"Poverty takes toll on children"



Poverty takes toll on children
By Raymond Thibodeaux
COX NEWS SERVICE
Published January 19, 2006

DEBARK, Ethiopia
For Biset Chanie, a graying father of four, no humiliation is worse
than feeling compelled by poverty to scatter children he no longer can
afford to feed and clothe.
Mr. Chanie pulled his two sons from school and hired them out to
farmers in other villages, relying on their occasional and meager
remittances -- sometimes a bag of grain, sometimes a few birr,
Ethiopia's currency.
Now, with little rainfall this growing season, Mr. Chanie fears
having to make an even more difficult decision: Whether to send his
15-year-old daughter to find work as a farmhand or as a servant in
another man's house.
"I don't want to send my children to work for other people, but I
have to. It makes me so sad I feel like crying. But what other choice
is there?" said Mr. Chanie, 50, who has struggled to eke out a living
for his family of five on a tiny, worn-out plot of land on the
outskirts of Debark.
Tiny farms, big families
About 85 percent of the roughly 74 million people in this Horn of
Africa nation subsist on farms no bigger than 1 or 2 acres -- hardly
enough to feed an ordinary Ethiopian family of seven, much less turn a
profit.
Just one dry season is enough for many parents to send some of
their children away in search of jobs, hoping their paltry earnings can
keep the rest of the family afloat.
Across much of Africa, childhoods are cut short by poverty as
children barely in their teens are forced into adult roles, supporting
their families as farm laborers, house servants, street vendors and
even soldiers. At least a third of Africa's children under 14 are
working, with many of them forsaking their education to earn daily
wages, U.N. researchers say.
The scourge of AIDS has ended the childhoods of millions of
children, who are plucked from primary schools and pushed into the
labor force after one or both of their parents die from AIDS-related
illnesses.

*WHAT TO WORK ON*:
1. According to the article on child poverty in Ethiopia, what share of Africa's children under 14 are working?
2. Resume the article on child poverty in Ethiopia after its final sentence.

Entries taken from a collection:
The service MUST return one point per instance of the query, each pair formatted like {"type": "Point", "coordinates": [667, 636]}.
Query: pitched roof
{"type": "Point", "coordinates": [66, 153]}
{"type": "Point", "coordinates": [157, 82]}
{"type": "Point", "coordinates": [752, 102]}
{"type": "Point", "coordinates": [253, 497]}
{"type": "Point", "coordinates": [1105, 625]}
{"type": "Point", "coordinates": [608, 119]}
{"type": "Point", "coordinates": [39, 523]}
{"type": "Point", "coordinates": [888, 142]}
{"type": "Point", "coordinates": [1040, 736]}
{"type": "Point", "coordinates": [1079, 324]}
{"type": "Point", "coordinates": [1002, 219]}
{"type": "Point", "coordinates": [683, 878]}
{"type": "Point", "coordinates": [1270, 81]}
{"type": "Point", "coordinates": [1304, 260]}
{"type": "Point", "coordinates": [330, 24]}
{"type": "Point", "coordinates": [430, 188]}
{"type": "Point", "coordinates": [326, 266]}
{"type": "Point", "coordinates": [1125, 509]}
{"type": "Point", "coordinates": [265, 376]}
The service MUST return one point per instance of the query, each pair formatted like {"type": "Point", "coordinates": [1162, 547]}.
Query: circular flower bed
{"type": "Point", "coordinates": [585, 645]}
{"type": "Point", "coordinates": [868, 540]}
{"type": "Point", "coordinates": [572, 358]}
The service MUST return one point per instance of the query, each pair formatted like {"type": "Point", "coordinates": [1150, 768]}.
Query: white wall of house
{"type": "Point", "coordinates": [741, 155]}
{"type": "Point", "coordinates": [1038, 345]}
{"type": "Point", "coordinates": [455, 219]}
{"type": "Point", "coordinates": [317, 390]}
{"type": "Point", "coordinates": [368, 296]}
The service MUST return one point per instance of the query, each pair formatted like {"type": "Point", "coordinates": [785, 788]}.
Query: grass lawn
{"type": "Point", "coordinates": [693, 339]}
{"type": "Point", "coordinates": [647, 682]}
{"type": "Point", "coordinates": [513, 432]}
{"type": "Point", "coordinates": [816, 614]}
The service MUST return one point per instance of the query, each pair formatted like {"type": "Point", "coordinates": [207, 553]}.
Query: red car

*EXERCISE RESULTS*:
1. At least a third.

2.
Lack of schooling
"There's a need for many of these children to work to help the
family, but it shouldn't be exploitative or keep them from getting an
education, which is often the case," said Alessandro Conticini,
Ethiopia's child-protection director for UNICEF, the United Nations
Children's Fund.
A significant factor contributing to the surge in working children
in Ethiopia, some analysts say, is that fertility rates among its women
outpace the fertility of the soil.
In much of rural Ethiopia, where more than a third of the
population is Orthodox Christian, it is not uncommon for a woman to
bear eight to 10 children in her lifetime, often having her first
children while still in her teens.
Even though Ethiopian families remain big, many farmers say that
prolonged drought, deforestation and soil erosion have led to smaller
and smaller crop yields, making it more difficult for them to feed
their offspring.
"In Ethiopia, children are seen as a kind of wealth. Many families
will have babies even if they are unable to feed them," said Abayneh
Telake, mayor of Gondar in northern Ethiopia, which has a program that
allows hundreds of working children to attend school part time.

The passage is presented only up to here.